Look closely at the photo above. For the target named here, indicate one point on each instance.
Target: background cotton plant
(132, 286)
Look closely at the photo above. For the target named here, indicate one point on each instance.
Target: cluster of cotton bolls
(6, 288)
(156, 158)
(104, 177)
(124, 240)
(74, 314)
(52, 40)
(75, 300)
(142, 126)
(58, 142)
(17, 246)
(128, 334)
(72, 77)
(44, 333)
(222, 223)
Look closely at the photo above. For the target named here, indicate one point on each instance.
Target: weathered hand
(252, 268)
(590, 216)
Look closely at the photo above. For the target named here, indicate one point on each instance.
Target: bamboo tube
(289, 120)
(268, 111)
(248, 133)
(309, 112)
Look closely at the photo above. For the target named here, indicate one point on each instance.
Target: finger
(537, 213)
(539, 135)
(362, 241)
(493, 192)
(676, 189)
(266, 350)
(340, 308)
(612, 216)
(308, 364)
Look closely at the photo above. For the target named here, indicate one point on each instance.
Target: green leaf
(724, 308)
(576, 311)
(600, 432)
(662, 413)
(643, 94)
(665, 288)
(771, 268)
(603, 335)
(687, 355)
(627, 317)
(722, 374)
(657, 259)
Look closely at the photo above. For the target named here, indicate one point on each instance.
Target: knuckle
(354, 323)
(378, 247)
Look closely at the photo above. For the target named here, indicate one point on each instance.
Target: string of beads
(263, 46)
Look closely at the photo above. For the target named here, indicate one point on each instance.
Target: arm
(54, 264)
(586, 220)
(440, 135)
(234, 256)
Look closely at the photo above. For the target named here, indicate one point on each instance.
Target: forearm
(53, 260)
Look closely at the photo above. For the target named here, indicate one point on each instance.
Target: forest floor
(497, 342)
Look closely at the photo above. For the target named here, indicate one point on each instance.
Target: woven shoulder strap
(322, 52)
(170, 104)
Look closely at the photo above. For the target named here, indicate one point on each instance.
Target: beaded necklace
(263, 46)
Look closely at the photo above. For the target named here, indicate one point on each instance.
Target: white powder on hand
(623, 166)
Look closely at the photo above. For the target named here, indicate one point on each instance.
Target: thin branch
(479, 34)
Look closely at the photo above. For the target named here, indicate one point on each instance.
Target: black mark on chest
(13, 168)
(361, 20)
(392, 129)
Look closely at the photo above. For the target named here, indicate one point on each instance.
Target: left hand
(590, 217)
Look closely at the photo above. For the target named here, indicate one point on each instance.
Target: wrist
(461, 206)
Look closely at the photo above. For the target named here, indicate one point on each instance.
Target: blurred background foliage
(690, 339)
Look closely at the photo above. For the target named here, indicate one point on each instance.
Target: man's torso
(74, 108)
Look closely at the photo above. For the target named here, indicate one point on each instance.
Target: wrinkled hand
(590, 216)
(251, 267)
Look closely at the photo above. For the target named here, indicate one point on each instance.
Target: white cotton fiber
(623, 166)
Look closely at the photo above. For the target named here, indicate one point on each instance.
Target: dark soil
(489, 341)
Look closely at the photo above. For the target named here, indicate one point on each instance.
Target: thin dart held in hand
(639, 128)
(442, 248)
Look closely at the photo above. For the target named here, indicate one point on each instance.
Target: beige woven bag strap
________
REQUIREMENT - Extract every entry above as it appears.

WRITTEN SOLUTION -
Look closely at the photo above. For the target named here, indicate one point on each instance.
Target: background cotton plant
(132, 286)
Look closely at the photo above. For the target named here, indicate one point on each instance.
Target: cluster of cotton bolls
(6, 288)
(156, 158)
(104, 177)
(124, 240)
(74, 314)
(52, 40)
(75, 300)
(142, 126)
(58, 142)
(17, 246)
(128, 334)
(72, 77)
(44, 333)
(222, 223)
Look closely at the photo above. For the target named here, indicate one point on each instance.
Target: weathered hand
(252, 268)
(590, 216)
Look closely at the photo above. For the target named here, indicate one point on each instance.
Target: bamboo tube
(289, 120)
(268, 111)
(248, 133)
(309, 112)
Look closely at the photo above. For the target named here, indicate one point on each instance.
Target: finger
(537, 213)
(539, 135)
(362, 241)
(493, 192)
(676, 189)
(266, 350)
(340, 308)
(612, 216)
(308, 364)
Look closely at the photo above. For the target named here, indicate one point on each instance.
Target: green leaf
(724, 308)
(576, 311)
(600, 432)
(662, 413)
(643, 94)
(665, 288)
(771, 268)
(603, 335)
(687, 355)
(627, 317)
(722, 374)
(657, 259)
Look closely at the photo above. For the target named here, indicate one point on each instance.
Target: knuckle
(354, 323)
(378, 247)
Look closely at the photo above. For the target named here, indicate one point on each instance.
Target: string of beads
(263, 46)
Look closely at the photo above. For the target named here, indicate one point on each instance.
Target: arm
(54, 264)
(586, 220)
(440, 135)
(234, 256)
Look closely at the photo above. For the target named here, indicate one point on each instance.
Target: forearm
(53, 260)
Look closely at the photo above. For the target named here, indicate one point on each instance.
Target: forest floor
(497, 342)
Look closely at the photo above. For the target named here, indicate one point on each instance.
Target: woven shoulder strap
(322, 52)
(170, 104)
Look closely at the photo above. For the target named here, indicate one point on each instance.
Target: beaded necklace
(263, 46)
Look closely at the photo above. For the target named here, indicate one point on each instance.
Target: white powder on hand
(623, 166)
Look closely at the photo above. For the target named here, indicate one point on each instance.
Target: thin branch
(479, 34)
Look closely at the photo above. For the target named here, indicate one point on each instance.
Target: black mark on chest
(13, 168)
(361, 20)
(392, 129)
Look closely at the photo above. For the target named here, indicate one point on each instance.
Target: left hand
(590, 217)
Look closely at the photo above. For the target named here, indicate one point on each instance.
Target: wrist
(461, 206)
Look closely at the photo above. For the target named here, indicate one point on each instance.
Target: blurred background foliage
(690, 339)
Look closely at the photo above. For the target named here, indicate one point on each instance.
Target: man's torso
(74, 108)
Look closely at the photo above. For the target named here, indicate one point on each instance.
Target: wrinkled hand
(590, 216)
(251, 267)
Look closely at the photo above. For the target named here, indicate one point on each instance.
Target: white cotton fiber
(623, 166)
Look closely at the photo above. For the target named here, indicate one point on each instance.
Target: dark soil
(489, 341)
Look closely at the photo above. For the target named here, indicate one point on each instance.
Target: thin dart held in hand
(639, 128)
(442, 248)
Look closely at the photo above. For the target named here, indicate one point on each instance.
Target: beige woven bag strap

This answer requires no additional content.